**DIRECTION:** Render the records below as a two-column CSV headed record,answer, with one row per record. Put the record's text under record and its answer under answer, each in a single quoted field with line breaks turned into spaces.

(begin)

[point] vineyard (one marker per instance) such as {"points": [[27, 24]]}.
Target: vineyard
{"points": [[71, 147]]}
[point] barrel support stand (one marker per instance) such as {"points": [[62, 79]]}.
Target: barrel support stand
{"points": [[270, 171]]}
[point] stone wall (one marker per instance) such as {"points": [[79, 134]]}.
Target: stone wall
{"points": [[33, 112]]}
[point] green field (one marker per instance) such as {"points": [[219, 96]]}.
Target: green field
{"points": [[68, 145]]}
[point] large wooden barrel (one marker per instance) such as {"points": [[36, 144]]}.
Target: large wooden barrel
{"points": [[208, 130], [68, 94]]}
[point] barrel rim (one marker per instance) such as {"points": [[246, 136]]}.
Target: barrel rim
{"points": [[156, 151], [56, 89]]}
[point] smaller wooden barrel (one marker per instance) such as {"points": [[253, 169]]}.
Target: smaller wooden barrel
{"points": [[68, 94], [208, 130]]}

(end)

**EXERCISE RESPONSE:**
record,answer
"[point] vineyard (one marker per instance) such as {""points"": [[27, 24]]}. Target: vineyard","{""points"": [[71, 147]]}"
"[point] barrel support stand (one marker per instance) such as {""points"": [[62, 79]]}. Target: barrel support stand","{""points"": [[270, 171]]}"
"[point] stone wall (one marker per instance) such as {""points"": [[79, 134]]}. Target: stone wall","{""points"": [[33, 112]]}"
"[point] green field (one marker per instance) such as {""points"": [[219, 96]]}. Target: green field","{""points"": [[68, 145]]}"
"[point] large wooden barrel (one marker per instance) such as {""points"": [[36, 144]]}. Target: large wooden barrel","{""points"": [[208, 130], [68, 94]]}"
"[point] barrel rim (one marker per instance) such as {""points"": [[246, 136]]}. Target: barrel rim","{""points"": [[156, 151], [56, 89]]}"
"[point] smaller wooden barrel (one marker per instance) such as {""points"": [[253, 169]]}. Target: smaller wooden barrel","{""points"": [[68, 94], [208, 130]]}"